══ SUPPLIED MATERIAL ══

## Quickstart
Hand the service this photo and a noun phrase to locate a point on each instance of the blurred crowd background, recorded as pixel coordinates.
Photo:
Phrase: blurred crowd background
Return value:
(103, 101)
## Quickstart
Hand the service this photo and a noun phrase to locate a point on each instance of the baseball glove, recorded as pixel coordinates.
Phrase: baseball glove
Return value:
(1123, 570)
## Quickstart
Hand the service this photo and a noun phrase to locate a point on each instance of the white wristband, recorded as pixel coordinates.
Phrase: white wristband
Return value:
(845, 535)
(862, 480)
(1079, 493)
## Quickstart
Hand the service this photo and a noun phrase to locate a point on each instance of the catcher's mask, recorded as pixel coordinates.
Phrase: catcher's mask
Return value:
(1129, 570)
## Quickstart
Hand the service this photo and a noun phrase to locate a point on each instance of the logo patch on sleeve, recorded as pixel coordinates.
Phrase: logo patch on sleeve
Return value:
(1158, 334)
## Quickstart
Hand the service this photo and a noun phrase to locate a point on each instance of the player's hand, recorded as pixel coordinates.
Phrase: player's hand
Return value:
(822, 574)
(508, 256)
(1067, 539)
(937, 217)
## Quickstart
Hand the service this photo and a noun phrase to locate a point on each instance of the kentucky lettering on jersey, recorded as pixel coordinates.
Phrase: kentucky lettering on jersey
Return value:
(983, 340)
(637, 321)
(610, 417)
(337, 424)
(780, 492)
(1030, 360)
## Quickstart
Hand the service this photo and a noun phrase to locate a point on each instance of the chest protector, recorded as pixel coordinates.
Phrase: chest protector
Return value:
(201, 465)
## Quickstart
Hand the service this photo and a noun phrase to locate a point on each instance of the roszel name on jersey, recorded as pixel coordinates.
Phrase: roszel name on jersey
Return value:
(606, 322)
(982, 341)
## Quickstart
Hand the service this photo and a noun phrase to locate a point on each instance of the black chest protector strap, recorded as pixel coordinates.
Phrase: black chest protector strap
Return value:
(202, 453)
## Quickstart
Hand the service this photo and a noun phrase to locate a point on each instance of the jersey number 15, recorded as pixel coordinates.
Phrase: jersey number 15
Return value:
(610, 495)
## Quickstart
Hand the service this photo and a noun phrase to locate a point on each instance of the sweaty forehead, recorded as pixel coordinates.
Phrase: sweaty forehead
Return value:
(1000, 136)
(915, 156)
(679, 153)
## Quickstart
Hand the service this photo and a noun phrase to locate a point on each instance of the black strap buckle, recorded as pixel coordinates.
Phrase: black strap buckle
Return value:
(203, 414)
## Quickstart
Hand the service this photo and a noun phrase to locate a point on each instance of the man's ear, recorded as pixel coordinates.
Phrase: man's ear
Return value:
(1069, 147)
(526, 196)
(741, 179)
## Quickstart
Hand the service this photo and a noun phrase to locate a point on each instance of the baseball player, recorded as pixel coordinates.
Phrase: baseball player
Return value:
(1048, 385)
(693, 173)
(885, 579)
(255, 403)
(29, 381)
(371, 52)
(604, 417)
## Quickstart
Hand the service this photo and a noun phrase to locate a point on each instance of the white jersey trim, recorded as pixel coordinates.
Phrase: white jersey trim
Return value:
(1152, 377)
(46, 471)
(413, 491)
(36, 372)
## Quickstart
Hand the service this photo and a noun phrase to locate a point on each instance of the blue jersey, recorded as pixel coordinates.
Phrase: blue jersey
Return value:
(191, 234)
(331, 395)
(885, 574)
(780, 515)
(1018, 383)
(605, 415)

═══

> [TASK ITEM]
If a line in the data above contains "patch", return that line.

> [EXERCISE RESPONSE]
Hand the service this photo and a noun phrase to locate a point on each instance of the logo patch on sleeve, recorded as pixel coordinates.
Phrase: logo patch on sleeve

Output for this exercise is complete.